***** GIVEN RECORDS *****
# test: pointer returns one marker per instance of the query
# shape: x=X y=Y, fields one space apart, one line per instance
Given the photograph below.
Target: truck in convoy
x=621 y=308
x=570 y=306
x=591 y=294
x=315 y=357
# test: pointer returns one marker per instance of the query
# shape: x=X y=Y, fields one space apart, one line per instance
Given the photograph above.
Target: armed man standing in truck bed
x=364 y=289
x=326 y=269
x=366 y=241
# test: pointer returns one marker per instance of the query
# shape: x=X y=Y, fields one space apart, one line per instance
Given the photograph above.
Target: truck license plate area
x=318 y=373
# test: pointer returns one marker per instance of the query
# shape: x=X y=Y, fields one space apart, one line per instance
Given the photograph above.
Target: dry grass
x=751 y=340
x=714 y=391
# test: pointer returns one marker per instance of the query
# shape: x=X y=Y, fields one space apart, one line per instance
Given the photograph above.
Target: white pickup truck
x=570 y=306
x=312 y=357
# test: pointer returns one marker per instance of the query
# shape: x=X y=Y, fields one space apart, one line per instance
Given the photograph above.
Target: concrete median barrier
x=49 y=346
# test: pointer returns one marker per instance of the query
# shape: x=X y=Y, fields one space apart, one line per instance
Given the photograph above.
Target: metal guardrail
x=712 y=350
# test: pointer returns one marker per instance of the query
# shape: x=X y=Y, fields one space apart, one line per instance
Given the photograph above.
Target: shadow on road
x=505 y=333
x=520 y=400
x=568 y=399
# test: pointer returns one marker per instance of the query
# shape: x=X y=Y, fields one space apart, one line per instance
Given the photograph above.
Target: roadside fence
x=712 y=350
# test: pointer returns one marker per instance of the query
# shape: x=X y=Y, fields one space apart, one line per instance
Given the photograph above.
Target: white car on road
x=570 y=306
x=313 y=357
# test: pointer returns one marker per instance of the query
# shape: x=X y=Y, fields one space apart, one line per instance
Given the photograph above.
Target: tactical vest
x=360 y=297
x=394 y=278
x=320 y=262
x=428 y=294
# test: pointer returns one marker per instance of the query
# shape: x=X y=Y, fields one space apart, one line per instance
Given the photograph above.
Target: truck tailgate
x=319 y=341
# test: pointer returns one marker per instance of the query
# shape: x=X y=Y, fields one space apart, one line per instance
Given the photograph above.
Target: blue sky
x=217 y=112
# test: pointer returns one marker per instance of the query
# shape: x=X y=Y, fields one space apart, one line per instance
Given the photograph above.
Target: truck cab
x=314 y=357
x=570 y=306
*****
Retype every line of the records above verbatim, from the first record through the last.

• **EXERCISE RESPONSE**:
# test: pointer returns one marker per instance of the query
# shape: x=X y=Y, fields one space apart, one line per instance
Given the photograph below.
Target: truck in convoy
x=621 y=308
x=570 y=306
x=591 y=294
x=315 y=357
# test: pointer returns one marker per instance of the query
# shape: x=X y=Y, fields one space apart, one line per instance
Given the photograph above.
Target: armed man standing in truck bed
x=364 y=289
x=326 y=269
x=366 y=241
# test: pointer returns one marker per instance of the query
# shape: x=X y=Y, fields one space apart, one line per instance
Given the photograph above.
Target: truck license plate area
x=318 y=373
# test: pointer returns one marker per instance of the query
# shape: x=X y=Y, fields one space apart, one line per instance
Given the photograph above.
Target: dry grass
x=751 y=340
x=714 y=391
# test: pointer returns one marker per instance of the query
# shape: x=X y=Y, fields one space apart, one line per instance
Given the photograph above.
Target: white pickup truck
x=570 y=306
x=312 y=357
# test: pointer returns one marker per instance of the query
# shape: x=X y=Y, fields one space apart, one line per instance
Given the photograph above.
Target: concrete median barrier
x=49 y=346
# test: pointer returns one marker per instance of the query
# shape: x=X y=Y, fields one space apart, one line per instance
Given the photograph above.
Target: metal guardrail
x=712 y=350
# test: pointer returns one marker per instance of the query
# shape: x=X y=Y, fields one space apart, one line per instance
Given the photograph above.
Target: shadow on road
x=505 y=333
x=520 y=400
x=568 y=399
# test: pointer returns one marker per instance of the query
# shape: x=X y=Y, fields one space apart, one line per instance
Given the photograph above.
Target: roadside fence
x=712 y=350
# test: pointer returns one marker per instance of the query
# shape: x=X y=Y, fields one space apart, one line per instance
Given the photograph above.
Target: white car on road
x=570 y=306
x=313 y=357
# test: pointer returns one marker per instance of the query
# shape: x=X y=Y, fields one space apart, one line per instance
Given the photograph above.
Target: tactical vest
x=360 y=297
x=394 y=278
x=320 y=262
x=428 y=294
# test: pointer returns one marker per instance of the query
# shape: x=X y=Y, fields one space apart, one line per instance
Given the photograph above.
Target: truck tailgate
x=319 y=341
# test: pointer returns one marker per instance of the query
# shape: x=X y=Y, fields one space apart, one line per instance
Given the photograph above.
Target: blue sky
x=217 y=112
# test: pointer returns one marker per instance of the query
# shape: x=X y=Y, fields one space apart, one line per instance
Given the photograph above.
Target: truck cab
x=314 y=357
x=570 y=306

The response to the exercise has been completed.